START EXCERPT TO READ
Unfortunately, the only correct way to evaluate the State of Charge is via coulomb counting. One can't do that just using voltage, specially if there is no feedback on the load being applied at the moment of the measurement.

I do use amp draw in my calculations, does that come from the BMS? If so, then I would not be able to help @muellergit, because the amp draw is a critical part of smoothing out the output voltage.

One easy fix would be to swap the BMS 5mΩ shunt for a 2.5mΩ one, therefore registering only half of the current passing through (equals to doubled capacity overall). However, this would also mess with BMS over-current detection circuits. Most of them are there to protect the battery, and the 16S2P of the Two-X can take twice the current, so it should not be a big safety risk.

You wouldn't even need pOnewheel then, right? The regular app would mostly work. My testing shows that, on my board, the max stock OW battery only goes to 44% of my total battery on a hot day and 46% on a cold day vs my Two-X capacity. So, it isn't exactly 50%, but close.
END EXCERPT TO READ
START RECORD EXCERPTS
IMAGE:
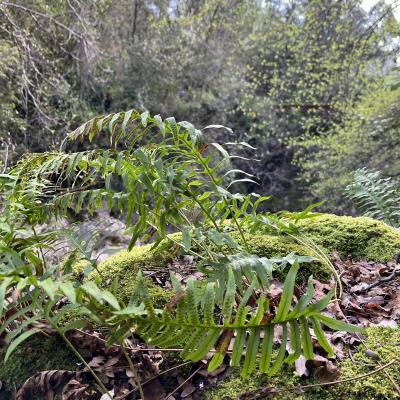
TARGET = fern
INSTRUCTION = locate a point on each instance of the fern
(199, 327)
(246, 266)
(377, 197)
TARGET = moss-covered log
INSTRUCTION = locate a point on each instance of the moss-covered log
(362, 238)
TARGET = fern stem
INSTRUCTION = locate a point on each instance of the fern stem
END RECORD EXCERPTS
START RECORD EXCERPTS
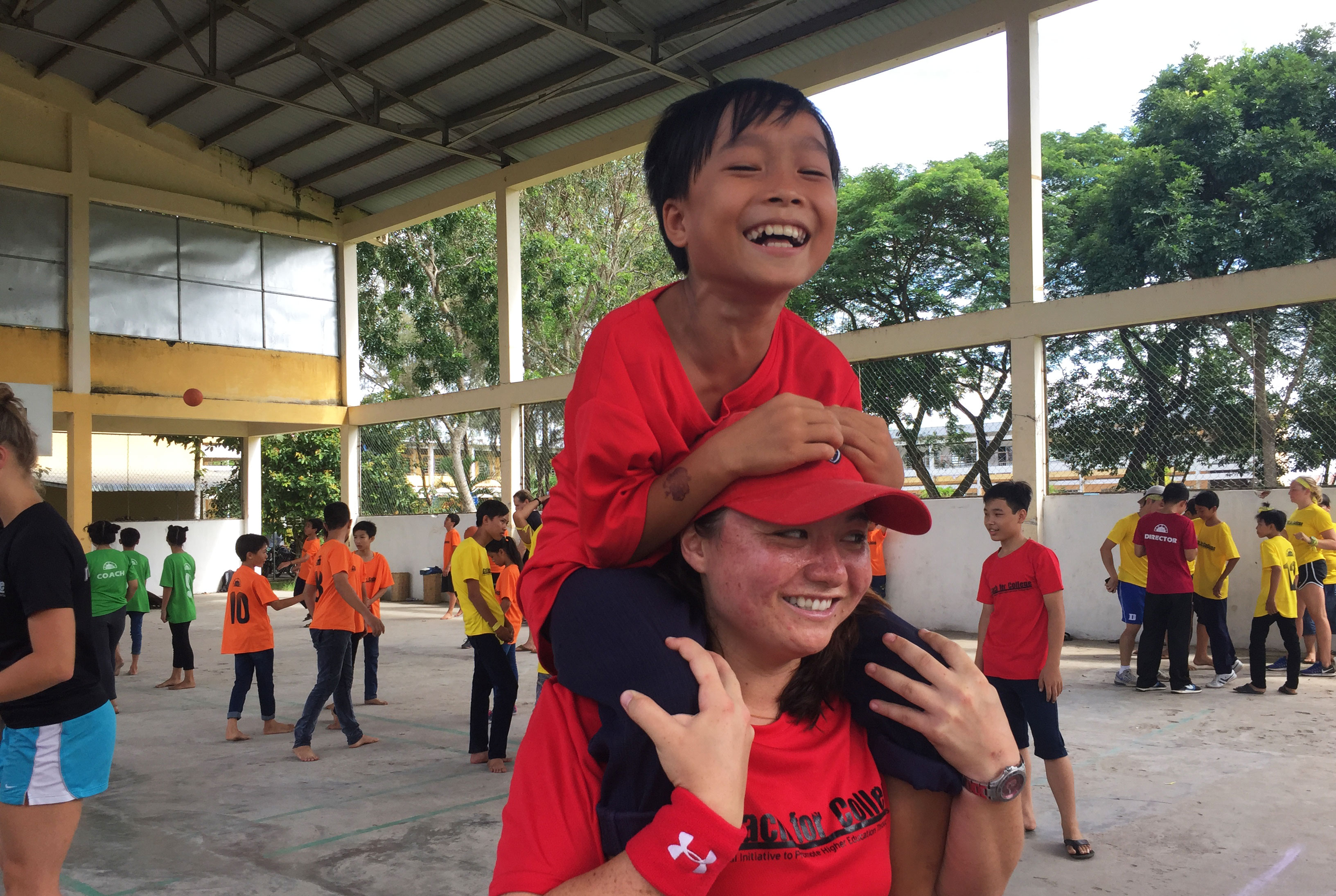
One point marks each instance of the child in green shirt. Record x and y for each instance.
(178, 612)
END RECORD EXCERPTS
EXERCISE INSTRUCTIONS:
In the battery discussion, what shunt would replace the BMS's 5mΩ shunt in the suggested easy fix? The rows are separate material and have no connection to the battery discussion.

ANSWER FOR THIS EXERCISE:
A 2.5mΩ shunt.